[Opening Excerpt section]

Annoyance turned to apoplexy when Davis read
Beauregard’s official report on the Confederate victory at the First Battle of
Manassas (Bull Run, to Northerners) in 1861. The account, printed in an
anti-Davis newspaper, implied that Davis almost lost the battle by tardily
reinforcing Beauregard with the troops of Joseph Johnston, and gave further fuel
to a controversy over whether Davis was responsible for the failure to pursue
the fleeing Union troops. Understandably, Davis scolded his general for “an
attempt to exalt yourself at my expense.”
The following year, a failure to pull out a victory
seemingly within his grasp at the end of the first day of battle at Shiloh,
Tenn., followed by Beauregard’s taking of medical leave without asking prior
permission, gave Davis the excuse he needed to relieve Beauregard of command in
the West.Their quarrel continued with self-serving memoirs that each wrote in the 1880s.
For years, because of the loss at Shiloh, I believed
Beauregard was not a particularly good commander. But when I voiced that view
on a trip to Charleston some years, my tour guide strongly contended that was
not the case.

[Closing Excerpt section]
[Opening Information supplied section]

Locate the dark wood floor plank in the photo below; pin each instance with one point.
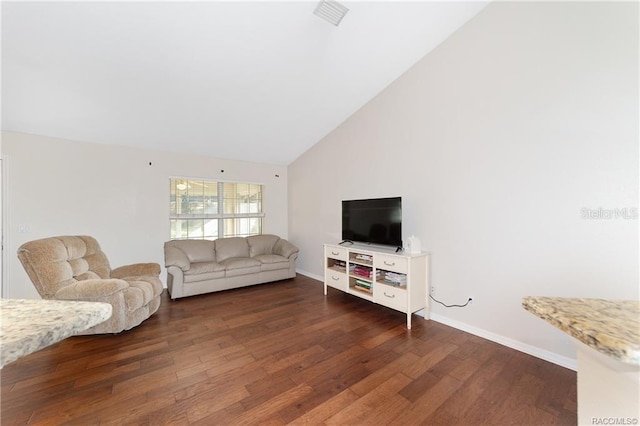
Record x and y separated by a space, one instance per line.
283 353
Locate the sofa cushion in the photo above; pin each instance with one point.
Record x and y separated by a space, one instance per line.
204 267
272 262
241 266
204 276
196 250
261 244
228 248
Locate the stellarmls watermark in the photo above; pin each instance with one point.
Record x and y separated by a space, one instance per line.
628 213
614 420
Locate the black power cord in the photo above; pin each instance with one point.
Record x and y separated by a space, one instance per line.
451 306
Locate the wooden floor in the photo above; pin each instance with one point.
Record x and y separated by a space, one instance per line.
283 353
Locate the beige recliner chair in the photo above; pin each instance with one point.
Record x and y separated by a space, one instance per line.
75 268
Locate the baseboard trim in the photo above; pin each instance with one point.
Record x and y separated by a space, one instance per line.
310 275
554 358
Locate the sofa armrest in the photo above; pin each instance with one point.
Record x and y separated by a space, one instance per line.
136 270
91 289
175 257
284 248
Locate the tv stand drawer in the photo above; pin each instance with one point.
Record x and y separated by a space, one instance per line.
390 263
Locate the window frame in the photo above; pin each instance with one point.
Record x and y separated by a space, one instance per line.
223 216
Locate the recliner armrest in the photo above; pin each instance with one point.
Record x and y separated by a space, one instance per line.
91 289
136 270
175 257
285 248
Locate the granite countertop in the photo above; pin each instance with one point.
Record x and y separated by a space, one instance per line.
611 327
30 325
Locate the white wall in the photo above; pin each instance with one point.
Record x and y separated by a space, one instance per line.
496 141
61 187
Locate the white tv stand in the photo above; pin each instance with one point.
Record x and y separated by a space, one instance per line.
396 280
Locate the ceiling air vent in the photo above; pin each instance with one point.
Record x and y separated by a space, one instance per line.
331 11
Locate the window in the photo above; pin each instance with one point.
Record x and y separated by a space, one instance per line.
201 209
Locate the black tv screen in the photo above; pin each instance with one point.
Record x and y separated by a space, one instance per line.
373 221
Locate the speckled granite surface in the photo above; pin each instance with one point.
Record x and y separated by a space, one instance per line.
30 325
611 327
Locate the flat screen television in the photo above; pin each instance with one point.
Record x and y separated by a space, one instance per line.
373 221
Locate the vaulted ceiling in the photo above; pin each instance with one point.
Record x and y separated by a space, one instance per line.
257 81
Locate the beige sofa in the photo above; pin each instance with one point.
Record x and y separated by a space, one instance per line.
74 267
203 266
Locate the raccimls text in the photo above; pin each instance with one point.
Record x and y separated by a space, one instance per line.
614 421
600 213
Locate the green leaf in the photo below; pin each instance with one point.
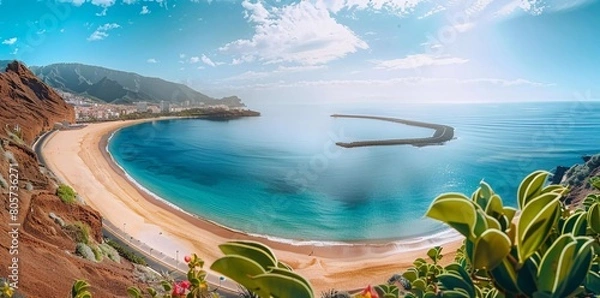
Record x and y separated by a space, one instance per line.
505 277
494 206
249 251
457 211
240 269
535 223
510 213
292 275
592 282
451 281
527 277
576 224
565 265
278 285
490 249
456 294
531 187
257 245
593 218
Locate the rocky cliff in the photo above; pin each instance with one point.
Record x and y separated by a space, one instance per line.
27 105
37 252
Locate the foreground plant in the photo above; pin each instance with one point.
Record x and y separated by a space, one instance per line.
255 267
548 251
195 286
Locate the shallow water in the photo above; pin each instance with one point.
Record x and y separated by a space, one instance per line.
280 174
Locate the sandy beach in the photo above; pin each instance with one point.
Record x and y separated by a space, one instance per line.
78 157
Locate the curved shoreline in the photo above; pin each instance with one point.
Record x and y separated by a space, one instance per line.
442 134
406 243
107 188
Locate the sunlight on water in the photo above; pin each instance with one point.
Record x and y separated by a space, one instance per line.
280 174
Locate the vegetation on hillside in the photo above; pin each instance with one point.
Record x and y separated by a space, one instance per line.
66 194
126 253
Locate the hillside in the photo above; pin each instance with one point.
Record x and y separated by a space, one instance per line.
46 263
113 86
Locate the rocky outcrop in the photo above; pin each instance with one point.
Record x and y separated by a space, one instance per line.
577 178
46 263
27 105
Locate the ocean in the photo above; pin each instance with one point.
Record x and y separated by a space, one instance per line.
280 175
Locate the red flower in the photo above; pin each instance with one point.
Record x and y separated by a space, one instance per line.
369 292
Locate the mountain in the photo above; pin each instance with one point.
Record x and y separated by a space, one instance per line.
28 103
39 252
4 64
113 86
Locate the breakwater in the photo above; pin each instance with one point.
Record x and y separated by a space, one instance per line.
442 133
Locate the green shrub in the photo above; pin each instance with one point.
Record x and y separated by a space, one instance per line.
3 182
85 251
127 254
79 231
110 252
97 253
66 194
57 219
550 250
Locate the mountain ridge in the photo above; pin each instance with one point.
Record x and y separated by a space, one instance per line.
82 79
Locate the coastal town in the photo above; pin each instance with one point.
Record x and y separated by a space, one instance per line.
88 110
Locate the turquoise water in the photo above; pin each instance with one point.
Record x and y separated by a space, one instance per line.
280 175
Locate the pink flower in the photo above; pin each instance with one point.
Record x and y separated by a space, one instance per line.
370 293
186 284
179 288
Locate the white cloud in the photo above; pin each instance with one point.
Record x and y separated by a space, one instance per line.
101 32
478 7
303 33
401 7
207 61
10 41
417 61
433 11
103 12
145 10
254 75
394 82
103 3
464 27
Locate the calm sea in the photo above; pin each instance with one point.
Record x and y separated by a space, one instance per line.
280 174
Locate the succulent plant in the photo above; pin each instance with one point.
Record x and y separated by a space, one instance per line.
255 267
548 251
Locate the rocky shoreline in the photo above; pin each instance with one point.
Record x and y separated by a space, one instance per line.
577 177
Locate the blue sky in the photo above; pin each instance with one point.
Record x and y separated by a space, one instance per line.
395 50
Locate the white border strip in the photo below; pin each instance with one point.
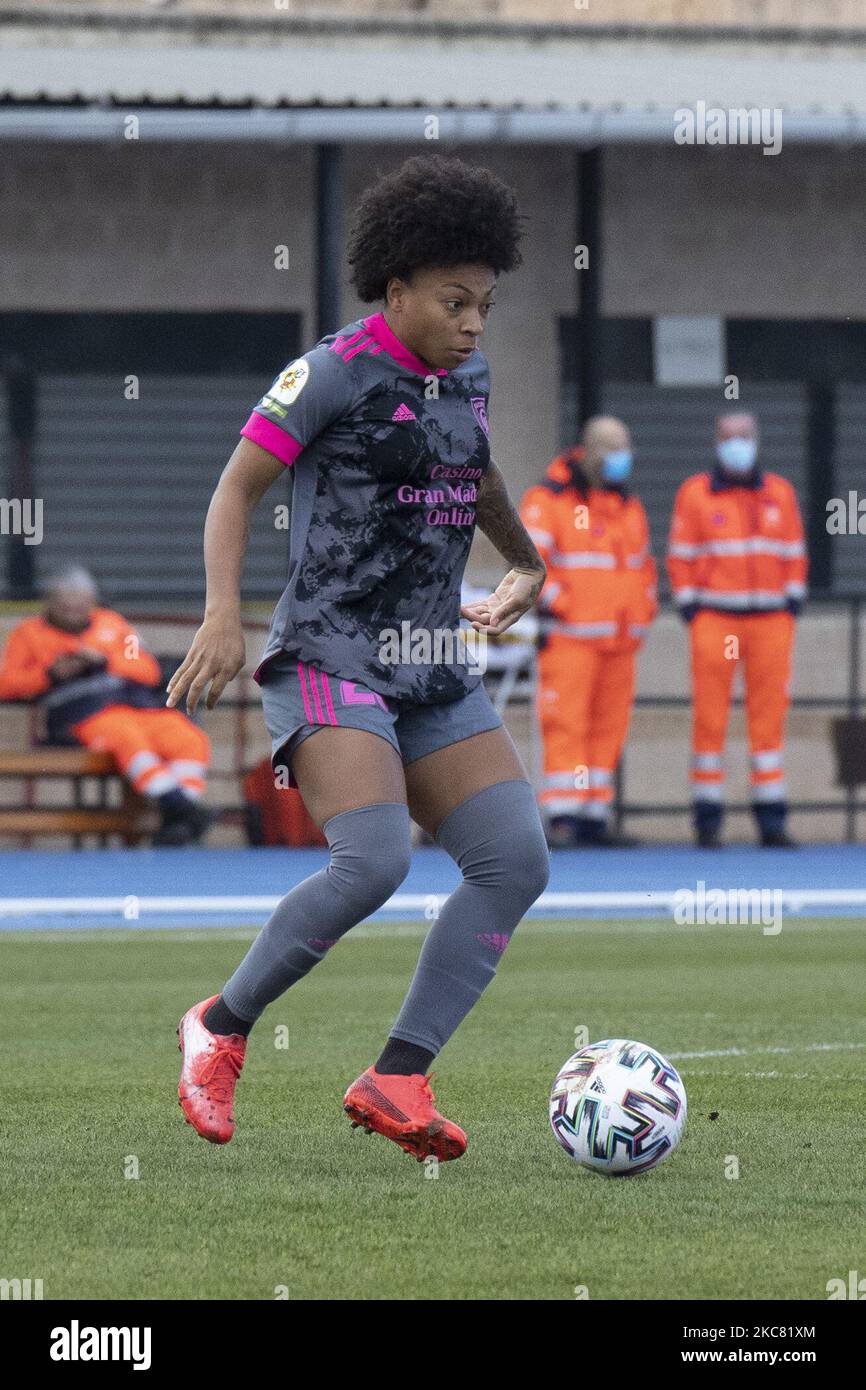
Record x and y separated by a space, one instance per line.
134 906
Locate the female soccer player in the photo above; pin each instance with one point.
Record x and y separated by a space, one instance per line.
384 426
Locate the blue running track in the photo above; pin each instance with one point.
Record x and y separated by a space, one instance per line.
238 887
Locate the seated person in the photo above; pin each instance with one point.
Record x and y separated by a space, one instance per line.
96 685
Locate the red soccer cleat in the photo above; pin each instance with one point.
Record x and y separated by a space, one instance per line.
209 1075
402 1108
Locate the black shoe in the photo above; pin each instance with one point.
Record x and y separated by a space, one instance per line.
777 840
184 824
595 836
562 831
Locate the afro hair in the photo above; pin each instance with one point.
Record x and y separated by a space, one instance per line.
433 211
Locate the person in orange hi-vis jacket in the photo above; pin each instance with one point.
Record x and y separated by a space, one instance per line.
97 687
737 563
594 612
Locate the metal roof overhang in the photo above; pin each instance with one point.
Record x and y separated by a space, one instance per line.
388 125
305 82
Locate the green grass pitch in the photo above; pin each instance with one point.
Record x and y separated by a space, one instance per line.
300 1205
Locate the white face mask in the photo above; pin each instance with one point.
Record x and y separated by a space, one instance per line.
737 455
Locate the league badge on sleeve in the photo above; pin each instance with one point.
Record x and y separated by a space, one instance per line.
480 407
291 382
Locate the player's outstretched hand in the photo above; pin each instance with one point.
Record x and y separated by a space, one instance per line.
216 656
509 601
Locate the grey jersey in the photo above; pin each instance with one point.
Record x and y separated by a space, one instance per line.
387 459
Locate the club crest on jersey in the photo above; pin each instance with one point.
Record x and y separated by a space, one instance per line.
288 387
480 407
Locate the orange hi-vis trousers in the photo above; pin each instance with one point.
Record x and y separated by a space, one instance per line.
719 642
156 749
584 704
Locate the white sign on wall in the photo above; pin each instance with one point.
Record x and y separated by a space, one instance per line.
688 350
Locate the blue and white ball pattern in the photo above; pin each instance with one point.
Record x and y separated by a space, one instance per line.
617 1107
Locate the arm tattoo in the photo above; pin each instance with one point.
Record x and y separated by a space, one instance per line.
498 517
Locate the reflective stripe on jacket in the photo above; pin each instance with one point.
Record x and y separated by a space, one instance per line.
738 548
595 544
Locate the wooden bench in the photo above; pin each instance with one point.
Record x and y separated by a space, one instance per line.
75 765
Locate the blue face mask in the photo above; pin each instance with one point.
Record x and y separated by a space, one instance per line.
616 466
737 455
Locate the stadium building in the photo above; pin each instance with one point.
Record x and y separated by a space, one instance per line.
175 182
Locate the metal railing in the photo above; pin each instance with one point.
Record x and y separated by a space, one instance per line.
520 688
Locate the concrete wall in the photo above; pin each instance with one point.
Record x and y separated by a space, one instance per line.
687 230
656 755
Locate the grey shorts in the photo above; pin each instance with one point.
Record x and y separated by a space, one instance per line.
299 699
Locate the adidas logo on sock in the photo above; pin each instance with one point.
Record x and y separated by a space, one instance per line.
496 940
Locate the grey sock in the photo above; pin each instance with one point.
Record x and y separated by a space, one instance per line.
370 855
498 841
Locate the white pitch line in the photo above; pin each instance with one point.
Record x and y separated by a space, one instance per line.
766 1051
134 906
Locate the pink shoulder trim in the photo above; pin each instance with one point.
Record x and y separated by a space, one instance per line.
377 327
270 437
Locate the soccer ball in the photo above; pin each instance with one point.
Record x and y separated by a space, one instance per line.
617 1107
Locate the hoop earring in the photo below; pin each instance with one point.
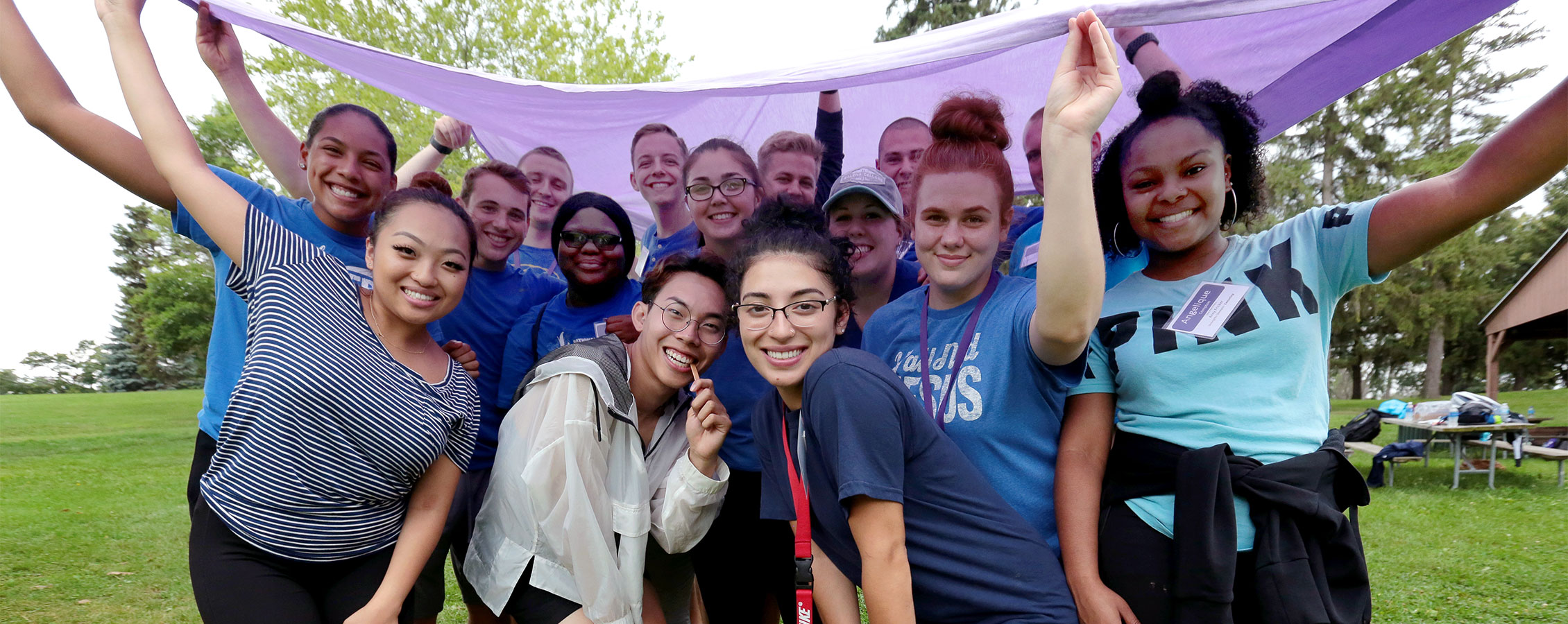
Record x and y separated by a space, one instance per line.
1234 211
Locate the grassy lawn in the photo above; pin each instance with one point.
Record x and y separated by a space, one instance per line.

[Closing Information supplied section]

• Problem
Reproduce verbatim everything from "For years, because" down to "not the case." in the passage above on Davis and Beauregard.

• Solution to the problem
For years, because of the loss at Shiloh, I believed
Beauregard was not a particularly good commander. But when I voiced that view
on a trip to Charleston some years, my tour guide strongly contended that was
not the case.